Estratto selezionato:
··········

La nuova offensiva del Generale Khalifa Haftar su Tripoli impone una svolta (forse decisiva) al conflitto in corso dal 2011 nel Paese nordafricano. Oggi più che mai, dunque, si avverte la necessità di provare a fare chiarezza all’interno di uno scenario estremamente complicato in cui le forze in campo e soprattutto i loro rispettivi sostenitori esterni agiscono su più livelli ed in modo sempre più ambiguo.

“La geopolitica sa perfettamente che vi saranno sempre grandi spiriti che non si accontentano della mediocrità; sa che è necessario che avvengano sempre delle rotture, nuove fecondazioni e nuove formazioni. In ragione dell’arbitrio che caratterizza l’azione politica umana, la geopolitica non potrà fare dichiarazioni precise se non nel 25% dei casi, all’incirca. Non è già un buon risultato se, in un’evoluzione in cui tutto deve essere lasciato all’arbitrio umano ed agli umori delle masse, almeno un quarto dei casi, accessibili alla previsione ed alla ragione attiva, viene previsto dalla geopolitica?”[1].

Così scriveva il grande studioso tedesco di geopolitica Karl Haushofer nella prima metà del XX secolo. Un’affermazione che può essere facilmente applicata all’attuale scenario libico in cui gli opposti schieramenti ed i loro sostenitori (più o meno nascosti) sono decisamente meno chiari e più sfumati rispetto a quanto si può osservare nel conflitto in Siria.

Dunque, risulterebbe alquanto complesso per un analista geopolitico fornire previsioni certe sull’evoluzione del conflitto, sulla stabilità delle alleanze e sui rapporti di forza in campo.

Tuttavia, si può iniziare a trarre alcune importanti conclusioni che, per ragioni di chiarezza, verranno suddivise su diversi punti.

1) In primo luogo è necessario evidenziare che la lettura fornita da alcuni siti di informazione geopolitica seconda la quale dietro la nuova offensiva dell’Esercito Nazionale Libico vi sarebbe la longa manus della Francia neocolonialista di Emmanuel Macron, desiderosa di impossessarsi, a discapito dell’Italia, della ricchezze del sottosuolo libico, è del tutto sommaria se non addirittura fuorviante. Tale lettura, prodotto di ambienti “sovranisti”, è strumentale alla propaganda dell’attuale governo giallo-verde, volta all’identificazione di un nemico al quale addossare le colpe dei propri fallimenti (imposti anche dall’irresponsabile fiducia riposta nelle fallaci promesse trumpiste sulla “cabina di regia congiunta USA-Italia” sulla crisi libica).

··········

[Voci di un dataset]
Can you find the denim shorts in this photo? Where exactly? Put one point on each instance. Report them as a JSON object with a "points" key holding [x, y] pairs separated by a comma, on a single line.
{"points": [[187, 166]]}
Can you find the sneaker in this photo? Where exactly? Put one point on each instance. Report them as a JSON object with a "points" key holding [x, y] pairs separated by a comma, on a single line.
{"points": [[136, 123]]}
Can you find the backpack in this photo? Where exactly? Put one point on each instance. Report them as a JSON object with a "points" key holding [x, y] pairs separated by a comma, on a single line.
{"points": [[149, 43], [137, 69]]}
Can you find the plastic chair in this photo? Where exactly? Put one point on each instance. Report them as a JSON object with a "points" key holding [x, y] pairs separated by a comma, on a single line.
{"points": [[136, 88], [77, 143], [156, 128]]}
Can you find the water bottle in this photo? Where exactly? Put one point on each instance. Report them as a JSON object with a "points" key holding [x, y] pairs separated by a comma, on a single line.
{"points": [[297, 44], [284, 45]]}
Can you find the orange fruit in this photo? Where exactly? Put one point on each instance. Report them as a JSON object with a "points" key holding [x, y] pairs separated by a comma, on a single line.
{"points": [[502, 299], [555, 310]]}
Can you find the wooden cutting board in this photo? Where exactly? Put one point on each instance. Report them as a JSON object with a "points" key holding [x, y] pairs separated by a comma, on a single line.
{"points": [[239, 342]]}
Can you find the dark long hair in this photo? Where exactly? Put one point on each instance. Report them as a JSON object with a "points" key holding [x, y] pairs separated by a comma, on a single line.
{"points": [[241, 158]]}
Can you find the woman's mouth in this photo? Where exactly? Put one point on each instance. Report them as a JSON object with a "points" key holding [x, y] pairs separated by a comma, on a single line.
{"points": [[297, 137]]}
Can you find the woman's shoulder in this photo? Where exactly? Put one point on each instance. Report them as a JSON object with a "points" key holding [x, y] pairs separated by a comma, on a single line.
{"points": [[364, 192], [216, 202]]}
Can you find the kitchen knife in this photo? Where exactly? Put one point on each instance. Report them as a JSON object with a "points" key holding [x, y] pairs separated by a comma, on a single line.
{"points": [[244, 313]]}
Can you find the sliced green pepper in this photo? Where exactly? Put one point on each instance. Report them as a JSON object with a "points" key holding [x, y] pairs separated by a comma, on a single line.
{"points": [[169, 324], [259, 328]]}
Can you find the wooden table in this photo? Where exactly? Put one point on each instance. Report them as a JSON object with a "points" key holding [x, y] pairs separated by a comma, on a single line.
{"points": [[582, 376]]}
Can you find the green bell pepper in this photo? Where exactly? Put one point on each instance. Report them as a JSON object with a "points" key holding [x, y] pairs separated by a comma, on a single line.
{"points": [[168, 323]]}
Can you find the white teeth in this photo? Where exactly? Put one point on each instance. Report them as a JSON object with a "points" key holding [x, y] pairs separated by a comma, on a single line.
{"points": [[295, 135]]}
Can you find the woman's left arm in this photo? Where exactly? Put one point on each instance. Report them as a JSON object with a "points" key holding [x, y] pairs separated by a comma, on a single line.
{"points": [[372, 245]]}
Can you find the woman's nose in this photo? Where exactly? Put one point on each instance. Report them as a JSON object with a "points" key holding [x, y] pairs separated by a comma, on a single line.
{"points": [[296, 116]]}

··········

Esercizi proposti:
[A] Rispondi in base al testo sull'offensiva di Haftar:
(i) Da quale anno è in corso il conflitto nel Paese nordafricano?
(ii) Nella citazione di Haushofer, in quale percentuale di casi, all'incirca, la geopolitica potrà fare dichiarazioni precise?
(iii) Con quale conflitto viene messo a confronto lo scenario libico riguardo alla chiarezza degli schieramenti?
[B] Trascrivi fedelmente il passo del testo sull'offensiva di Haftar che va da "Così scriveva il" fino a "su diversi punti." compreso.

Soluzioni complete:
[A]
(i) Dal 2011.
(ii) Nel 25% dei casi.
(iii) Con il conflitto in Siria.

[B]
Così scriveva il grande studioso tedesco di geopolitica Karl Haushofer nella prima metà del XX secolo. Un’affermazione che può essere facilmente applicata all’attuale scenario libico in cui gli opposti schieramenti ed i loro sostenitori (più o meno nascosti) sono decisamente meno chiari e più sfumati rispetto a quanto si può osservare nel conflitto in Siria.

Dunque, risulterebbe alquanto complesso per un analista geopolitico fornire previsioni certe sull’evoluzione del conflitto, sulla stabilità delle alleanze e sui rapporti di forza in campo.

Tuttavia, si può iniziare a trarre alcune importanti conclusioni che, per ragioni di chiarezza, verranno suddivise su diversi punti.